What is required - Your answer should be a faithful copy of the entire listing.

Records for this task -
****************************************
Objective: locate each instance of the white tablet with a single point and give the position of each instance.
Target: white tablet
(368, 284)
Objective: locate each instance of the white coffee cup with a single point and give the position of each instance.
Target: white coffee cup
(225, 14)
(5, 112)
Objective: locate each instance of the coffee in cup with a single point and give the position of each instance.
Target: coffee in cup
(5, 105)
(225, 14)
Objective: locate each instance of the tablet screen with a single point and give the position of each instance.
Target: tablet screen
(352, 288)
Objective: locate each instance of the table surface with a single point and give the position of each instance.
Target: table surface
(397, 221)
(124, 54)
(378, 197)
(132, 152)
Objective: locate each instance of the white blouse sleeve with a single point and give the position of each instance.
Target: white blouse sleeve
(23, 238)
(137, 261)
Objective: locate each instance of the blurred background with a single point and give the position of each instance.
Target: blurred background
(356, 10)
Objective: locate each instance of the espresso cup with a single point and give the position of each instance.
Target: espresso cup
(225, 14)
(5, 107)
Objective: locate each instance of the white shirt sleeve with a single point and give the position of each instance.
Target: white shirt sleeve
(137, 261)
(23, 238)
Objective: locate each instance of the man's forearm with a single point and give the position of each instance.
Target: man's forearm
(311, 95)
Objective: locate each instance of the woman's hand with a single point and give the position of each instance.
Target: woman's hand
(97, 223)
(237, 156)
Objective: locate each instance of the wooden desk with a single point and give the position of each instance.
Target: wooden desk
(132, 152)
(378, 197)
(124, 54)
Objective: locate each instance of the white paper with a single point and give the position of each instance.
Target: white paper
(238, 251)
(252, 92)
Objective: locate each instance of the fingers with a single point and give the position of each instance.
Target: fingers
****************************************
Written reply -
Objective: locate each instance of the white tablet with a single point and give the position of each instance.
Target: white tablet
(368, 284)
Objective: locate each instance of the white coffee cup with a single point and give the position of each instance.
Target: white coffee cup
(225, 14)
(5, 112)
Objective: locate each instance of the coffee in cup with a single point and give the position of each instance.
Target: coffee in cup
(5, 105)
(225, 14)
Objective: locate each instance of the tablet screen with a single point and give the position of each instance.
Target: tablet screen
(352, 288)
Objective: locate each instance of the table surface with a single point and give the position of each instance.
Target: table surface
(397, 221)
(124, 54)
(378, 197)
(132, 152)
Objective: locate each instance of the white blouse sleeve with a single point and give the position of each instance.
Target: white blouse sleeve
(23, 238)
(137, 261)
Objective: locate each instance of the blurred background with a single point and give the position of each instance.
Target: blurred background
(356, 10)
Objective: locate each instance of the espresso cup with a single point and give the position of each instance.
Target: espresso cup
(225, 14)
(5, 107)
Objective: locate each instance of the white shirt sleeve with a single point and give the position of each instance.
Target: white shirt sleeve
(137, 261)
(23, 238)
Objective: locate each instance of the man's forearm with a single point and give the position of each instance.
Target: man's forearm
(311, 95)
Objective: locate each instance of the woman's hand with a single point and give the position of each instance.
Target: woman's hand
(97, 223)
(237, 156)
Objective: locate each instance of the wooden desk with a single point and give the position of each instance.
Target: wooden desk
(132, 152)
(378, 197)
(124, 54)
Objective: locate each instance of the white paper with a single point and give the position of each instance.
Target: white paper
(238, 251)
(252, 92)
Objective: locate each instance of the fingers with a single point and give the position of each instance.
Target: fingers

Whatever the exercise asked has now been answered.